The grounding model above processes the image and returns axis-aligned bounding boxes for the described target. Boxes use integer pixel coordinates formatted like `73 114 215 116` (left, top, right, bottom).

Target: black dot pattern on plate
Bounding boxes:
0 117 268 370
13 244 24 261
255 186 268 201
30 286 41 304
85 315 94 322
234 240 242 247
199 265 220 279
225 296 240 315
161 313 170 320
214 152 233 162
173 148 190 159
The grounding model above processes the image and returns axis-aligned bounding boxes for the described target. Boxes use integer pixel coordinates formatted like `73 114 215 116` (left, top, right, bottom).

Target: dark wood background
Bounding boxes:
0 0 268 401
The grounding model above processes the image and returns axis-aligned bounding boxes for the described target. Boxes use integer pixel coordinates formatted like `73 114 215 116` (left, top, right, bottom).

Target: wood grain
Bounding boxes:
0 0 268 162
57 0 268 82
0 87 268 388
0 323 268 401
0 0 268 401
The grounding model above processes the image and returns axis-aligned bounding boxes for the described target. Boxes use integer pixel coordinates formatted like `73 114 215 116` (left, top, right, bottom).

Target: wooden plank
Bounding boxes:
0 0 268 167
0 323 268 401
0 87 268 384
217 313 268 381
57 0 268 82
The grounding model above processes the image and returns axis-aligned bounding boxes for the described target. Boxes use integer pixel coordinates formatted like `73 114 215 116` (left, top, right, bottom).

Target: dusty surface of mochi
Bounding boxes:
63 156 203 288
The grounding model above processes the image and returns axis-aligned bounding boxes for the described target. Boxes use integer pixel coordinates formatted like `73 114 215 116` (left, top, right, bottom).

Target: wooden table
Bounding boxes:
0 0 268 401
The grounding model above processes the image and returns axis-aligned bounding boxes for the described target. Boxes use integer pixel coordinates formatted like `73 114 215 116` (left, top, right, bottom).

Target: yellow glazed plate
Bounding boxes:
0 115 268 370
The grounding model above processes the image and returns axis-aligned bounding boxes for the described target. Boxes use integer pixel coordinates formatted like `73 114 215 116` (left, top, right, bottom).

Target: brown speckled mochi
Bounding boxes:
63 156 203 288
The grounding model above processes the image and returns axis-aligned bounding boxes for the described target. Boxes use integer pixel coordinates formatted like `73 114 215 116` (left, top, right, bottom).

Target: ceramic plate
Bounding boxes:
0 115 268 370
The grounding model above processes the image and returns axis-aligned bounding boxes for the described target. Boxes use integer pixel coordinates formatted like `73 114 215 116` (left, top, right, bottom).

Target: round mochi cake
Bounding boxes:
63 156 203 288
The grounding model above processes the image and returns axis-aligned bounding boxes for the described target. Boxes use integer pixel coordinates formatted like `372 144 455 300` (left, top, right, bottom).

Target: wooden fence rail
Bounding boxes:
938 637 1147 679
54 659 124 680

+ + + +

GIVEN REQUEST >>
All of the entries should be written out again exactly.

THE REPLY >>
The grounding model above processes the image and returns axis-aligned bounding boxes for the described target. Boxes use integer pixel coordinates formatted like `73 114 215 116` (left, top, right, bottom).

Target: black dot pattern on plate
Bounding boxes:
0 117 268 370
13 244 24 261
255 186 268 201
30 286 41 304
85 315 94 322
234 240 242 247
199 265 220 279
225 296 240 315
161 313 170 320
214 152 233 162
173 148 190 159
The grounding model above processes the image and returns axis-aligned bounding boxes for the described target. Boxes use integer pixel coordinates formatted like `73 114 215 116` (left, top, right, bottom).

Target: dark wood background
Bounding boxes:
0 0 268 401
The grounding model above processes the image and returns axis-aligned bounding boxes for the described target. Boxes use integer pixel coordinates formatted like `73 114 215 116` (left, top, right, bottom).

Target: wood grain
Bounding boxes:
0 0 268 162
57 0 268 82
0 87 268 388
0 323 268 401
0 0 268 401
The grounding model above processes the image and returns axis-aligned bounding boxes for the described target. Boxes use integer pixel coordinates formatted like `73 114 215 116` (left, top, right, bottom).

Target: wooden plank
Bounding boxes:
0 0 268 167
0 323 268 401
0 87 268 384
217 313 268 381
57 0 268 82
The grounding model above processes the image and returns axis-aligned bounding boxes for the described target. Boxes use integer pixel coordinates formatted like `73 114 215 116` (left, top, right, bottom).

Target: dusty surface of mochi
Bounding boxes:
63 156 203 288
The grounding model above processes the image and returns axis-aligned bounding boxes for the described target. Boxes use integer pixel coordinates formatted like `73 114 215 116` (left, top, right, bottom).

Target: wooden table
Bounding boxes:
0 0 268 401
The grounding model above processes the image and returns axis-aligned bounding boxes for the described target. Boxes use integer pixel coordinates formatted like `73 114 215 116` (left, top, right, bottom).

Target: yellow glazed plate
Bounding boxes:
0 115 268 370
The grounding model above processes the image and returns axis-aligned bounding boxes for the described target. Boxes use integer pixel coordinates formatted like `73 114 215 116` (left, top, right, bottom).

Target: brown speckled mochi
Bounding boxes:
63 156 203 288
The grounding model above processes the image and returns axis-aligned bounding boxes for the described target. Boxes use integer pixel coordinates formatted like `73 114 215 116` (left, top, right, bottom).

Target: ceramic plate
Bounding boxes:
0 115 268 370
The grounding model above processes the image and returns axis-aligned bounding boxes for the described target. Boxes use integer pixel coordinates formatted like `73 114 215 116` (left, top, right, bottom).

Target: round mochi cake
Bounding boxes:
63 156 203 288
The grounding model above processes the image and returns axis-aligned bounding boxes for the described target. Boxes use integer pixel coordinates formatted like `372 144 455 300` (left, top, right, bottom).

Target: wooden fence rail
Bounding boxes:
938 637 1147 679
54 659 124 680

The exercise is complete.